**Text extract:**

"""

A. Mineral Leasing. The Secretary's authority to lease minerals other than oil and gas is found in a number of acts (43 CFR 3500.0-3). Leasing is discretionary with the Secretary who has delegated to the Bureau of Land Management (BLM) authority to administer the laws. Applications for leases are referred to the Service by BLM for recommendations. Procedures to avoid environmental damage and public health hazards from surface exploration and mining of minerals other than oil and gas under BLM permits, leases, or contracts, are described in 43 CFR 23.
(1) Mineral Leasing Act of February 25, 1920 (41 Stat. 437; 30 U.S.C. 181 et seq.) as amended. This Act vests in the Secretary of the Interior discretionary authority to lease minerals such as oil, gas, potassium, sodium, phosphate, sulphur, etc. on public domain lands (43 CFR 3100-3130, 3500-3570).
(2) Mineral Leasing Act for Acquired Lands of August 7, 1947 (61 Stat. 913; 30 U.S.C. 351-359). This Act vests in the Secretary of the Interior the authority for leasing certain minerals such as coal, potassium, sodium, phosphate and sulphur on acquired lands. Occasionally the United States acquires land which had been patented without the mineral estate or specific minerals were reserved to the United States. These minerals retain their previous unappropriated public domain status. If such a mineral interest underlies Service land, it would be subject to Secretarial restrictions pertaining to withdrawn lands (See section 612 FW 1.8B).
(3) Geothermal Steam Act of 1970 (30 U.S.C. 1001-1025). Geothermal leases can not be issued for lands administered by the Secretary in a fish hatchery, wildlife refuge, wildlife range, game range, wildlife management area, waterfowl production area, or for lands acquired or reserved for the protection and conservation of wildlife that are threatened with extinction (30 U.S.C. 1014(c)(3)).
(4) 43 CFR 3100-3500 (Leasing of minerals other than oil and gas). This section of the CFR contains regulations related to the administration of mineral leasing by BLM.
B. Hardrock Mining.
(1) Mining Law of May 10, 1872, 30 U.S.C. 22 et. seq. This law permits prospecting and mining on the unappropriated public domain for the so called hardrock minerals. No royalties are paid to the United States for minerals removed. The miner or mining company must file for and maintain a claim, and in the case of a subsequent withdrawal, be able to demonstrate that the minerals located therein constitute a valuable deposit prior to mining. On Service lands which have been withdrawn from the operation of the mining laws, prospecting, exploration, development, extraction, and removal of hardrock minerals are prohibited except that development, extraction, and removal of such minerals is allowed if done pursuant to a valid existing right established prior to withdrawal from the mining laws.

"""

**Exercise requirements:**
1. In the text above on mineral leasing and mining law, to which agency has the Secretary delegated authority to administer the mineral leasing laws?
2. Proceed with the text above on mineral leasing and mining law, picking up right after its final sentence.

**Provided data:**
"""

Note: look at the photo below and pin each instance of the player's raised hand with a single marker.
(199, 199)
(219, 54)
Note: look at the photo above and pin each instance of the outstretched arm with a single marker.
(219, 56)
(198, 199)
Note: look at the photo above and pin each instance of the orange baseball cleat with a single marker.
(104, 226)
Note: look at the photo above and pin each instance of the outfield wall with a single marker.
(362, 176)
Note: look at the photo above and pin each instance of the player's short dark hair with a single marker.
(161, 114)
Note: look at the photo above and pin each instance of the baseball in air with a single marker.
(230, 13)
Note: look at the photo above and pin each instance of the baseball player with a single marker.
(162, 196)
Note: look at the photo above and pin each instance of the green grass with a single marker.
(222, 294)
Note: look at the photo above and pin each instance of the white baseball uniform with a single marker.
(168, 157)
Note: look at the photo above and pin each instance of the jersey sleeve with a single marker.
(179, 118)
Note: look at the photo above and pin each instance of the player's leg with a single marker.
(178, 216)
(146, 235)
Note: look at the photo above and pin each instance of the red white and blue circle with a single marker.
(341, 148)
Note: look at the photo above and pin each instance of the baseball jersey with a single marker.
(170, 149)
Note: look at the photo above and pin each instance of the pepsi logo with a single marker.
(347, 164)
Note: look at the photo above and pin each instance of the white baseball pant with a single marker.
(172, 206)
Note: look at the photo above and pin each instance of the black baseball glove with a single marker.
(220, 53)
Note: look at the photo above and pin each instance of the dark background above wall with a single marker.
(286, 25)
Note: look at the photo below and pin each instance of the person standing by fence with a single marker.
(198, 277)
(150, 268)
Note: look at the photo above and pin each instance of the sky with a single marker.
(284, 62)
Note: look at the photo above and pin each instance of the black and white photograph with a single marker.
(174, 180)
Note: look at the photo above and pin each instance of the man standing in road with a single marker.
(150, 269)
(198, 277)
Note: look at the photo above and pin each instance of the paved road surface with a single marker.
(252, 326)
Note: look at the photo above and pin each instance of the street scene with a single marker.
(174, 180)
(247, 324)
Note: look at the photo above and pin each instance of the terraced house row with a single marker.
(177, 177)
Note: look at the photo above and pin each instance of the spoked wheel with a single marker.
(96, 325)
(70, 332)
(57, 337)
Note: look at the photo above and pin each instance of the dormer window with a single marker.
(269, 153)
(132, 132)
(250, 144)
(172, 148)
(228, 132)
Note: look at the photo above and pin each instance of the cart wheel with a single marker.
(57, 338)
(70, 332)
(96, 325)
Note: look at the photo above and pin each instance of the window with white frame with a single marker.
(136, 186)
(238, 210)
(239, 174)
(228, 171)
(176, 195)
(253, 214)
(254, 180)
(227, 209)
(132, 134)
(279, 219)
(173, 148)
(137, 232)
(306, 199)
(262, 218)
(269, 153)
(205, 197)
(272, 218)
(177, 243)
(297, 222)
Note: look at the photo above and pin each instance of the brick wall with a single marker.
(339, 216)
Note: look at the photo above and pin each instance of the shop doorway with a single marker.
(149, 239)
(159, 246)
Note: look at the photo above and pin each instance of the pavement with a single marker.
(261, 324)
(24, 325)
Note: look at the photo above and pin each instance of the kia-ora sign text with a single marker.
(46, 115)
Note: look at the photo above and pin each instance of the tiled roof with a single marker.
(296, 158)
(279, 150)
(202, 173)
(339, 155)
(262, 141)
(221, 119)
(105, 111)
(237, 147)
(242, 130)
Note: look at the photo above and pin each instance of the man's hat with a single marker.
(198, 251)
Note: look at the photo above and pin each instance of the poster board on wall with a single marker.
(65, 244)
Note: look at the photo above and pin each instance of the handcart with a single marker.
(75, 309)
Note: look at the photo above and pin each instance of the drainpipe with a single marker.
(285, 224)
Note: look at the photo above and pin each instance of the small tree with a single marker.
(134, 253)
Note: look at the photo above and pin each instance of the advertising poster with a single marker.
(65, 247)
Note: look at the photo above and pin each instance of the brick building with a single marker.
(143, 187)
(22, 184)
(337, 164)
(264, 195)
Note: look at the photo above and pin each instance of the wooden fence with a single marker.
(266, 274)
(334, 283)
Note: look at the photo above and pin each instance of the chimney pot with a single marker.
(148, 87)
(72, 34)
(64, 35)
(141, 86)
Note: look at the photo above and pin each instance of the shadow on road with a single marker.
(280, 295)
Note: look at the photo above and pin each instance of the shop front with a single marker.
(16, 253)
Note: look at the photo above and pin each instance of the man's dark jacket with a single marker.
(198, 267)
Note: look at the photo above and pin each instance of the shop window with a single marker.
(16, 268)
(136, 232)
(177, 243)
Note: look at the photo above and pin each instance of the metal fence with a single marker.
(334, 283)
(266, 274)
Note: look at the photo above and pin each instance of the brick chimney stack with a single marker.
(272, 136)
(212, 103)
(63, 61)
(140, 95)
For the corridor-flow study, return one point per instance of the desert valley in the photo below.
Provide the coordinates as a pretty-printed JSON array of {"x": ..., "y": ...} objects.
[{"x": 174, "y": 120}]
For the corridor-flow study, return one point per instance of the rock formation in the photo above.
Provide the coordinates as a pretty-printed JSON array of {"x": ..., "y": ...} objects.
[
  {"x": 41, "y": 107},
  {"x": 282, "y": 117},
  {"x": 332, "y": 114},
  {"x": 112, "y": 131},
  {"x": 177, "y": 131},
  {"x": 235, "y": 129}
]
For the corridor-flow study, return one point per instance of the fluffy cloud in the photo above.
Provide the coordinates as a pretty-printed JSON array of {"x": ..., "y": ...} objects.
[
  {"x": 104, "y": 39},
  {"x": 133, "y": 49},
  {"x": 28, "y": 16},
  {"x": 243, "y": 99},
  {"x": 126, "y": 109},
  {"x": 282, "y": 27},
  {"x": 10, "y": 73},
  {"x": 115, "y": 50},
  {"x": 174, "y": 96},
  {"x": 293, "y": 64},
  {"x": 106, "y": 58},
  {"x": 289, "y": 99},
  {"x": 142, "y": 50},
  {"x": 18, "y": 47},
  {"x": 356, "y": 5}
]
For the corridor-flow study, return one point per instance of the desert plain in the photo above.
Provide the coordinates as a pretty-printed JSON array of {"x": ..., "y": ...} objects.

"""

**The answers:**
1. The Bureau of Land Management (BLM).

2.
(2) Federal Land Policy and Management Act of 1976, Section 314, 43 U.S.C. 1744 (Recordation). This act generally concerns the Bureau of Land Management (BLM), but has important application to Service lands in its recordation provision. This provision requires that all valid hardrock mining claims be recorded with BLM, and that a filing be made annually thereafter by the operator (43 CFR 3833). If the operator does not comply with these requirements, the claim is conclusively deemed abandoned.
(3) 43 CFR 3560 (Hardrock Minerals Leasing) and 3800 (Mining Claims Under the Federal Mining Laws). These sections of the CFR contain the regulations of BLM which implement the above acts concerning hardrock minerals leasing and mining claims and operations on the public lands.
C. Coal Leasing and Mining.
(1) Federal Coal Leasing Amendment Act of 1975 (See note after 30 U.S.C. 201). This Act prohibits the mining of coal on units of the National Wildlife Refuge System subject to valid existing rights.
(2) Surface Mining Control and Reclamation Act of 1977 (30 U.S.C. 1201 et seq.). This Act prohibits leasing of lands within the System for surface coal mining (43 CFR 3400.2). This paragraph may be altered in the future due to pending regulatory issues and court interpretations.
D. Mineral Sales. Common variety minerals as defined in 612 FW 1.4A, may be disposed of under the Materials Act of July 31, 1947 (30 U.S.C. 601, 602), as amended (43 CFR 3600). There is also disposal authority on all lands administered by the Secretary through the Service, under the Refuge Revenue Sharing Act (16 U.S.C. 715s).
E. Service Authorities.
(1) The National Wildlife Refuge System Administration Act of 1966 provides that the United States mining and mineral leasing laws shall continue to apply to the same extent they apply prior to October 15, 1966, unless subsequently withdrawn under other authority of law, with the exception of listed endangered and threatened species.
(2) 50 CFR 27.64, 29.31 and 29.32 (Subpart C--Mineral Operations). These sections of the CFR contain Service rules and regulations governing mineral operations on wildlife refuge areas.
(a) Prospecting, locating, or filing mining claims on national wildlife refuges is prohibited unless otherwise provided by law.
(b) Where mineral rights to lands in wildlife refuge areas are vested in the United States, the provisions of 43 CFR 3101.3-3, 3109.4, 3201.1-6 and 3501.2-2 govern.
(c) Development of mineral rights reserved and excepted must be conducted in accordance with Federal and State laws and regulations for the protection of wildlife and the administration of the area.
(3). The Service may not infringe on valid outstanding mineral rights; however, the National Wildlife Refuge System Administration Act of 1966, requires reasonable regulation by the Service (on areas included in the System) to insure that the exercise of these valid existing rights is compatible with the purposes for which each unit was established.
(4) Upon sale or removal by the Service of common variety or leasable minerals, other than oil and gas, from areas in the System, the compatibility standard must be met.
1.6 Objectives. The objectives of minerals management on Service lands are to:
A. Protect wildlife populations, habitat, archeological resources, and natural landscapes.
B. Integrate any development and use of valid mineral rights with the proper use, conservation, and administration of wildlife resources on Service lands by minimizing to the fullest extent possible disturbance or damage caused by mining activities.
C. Ensure reclamation of all mined lands to restore their productivity and usefulness in sustaining wildlife.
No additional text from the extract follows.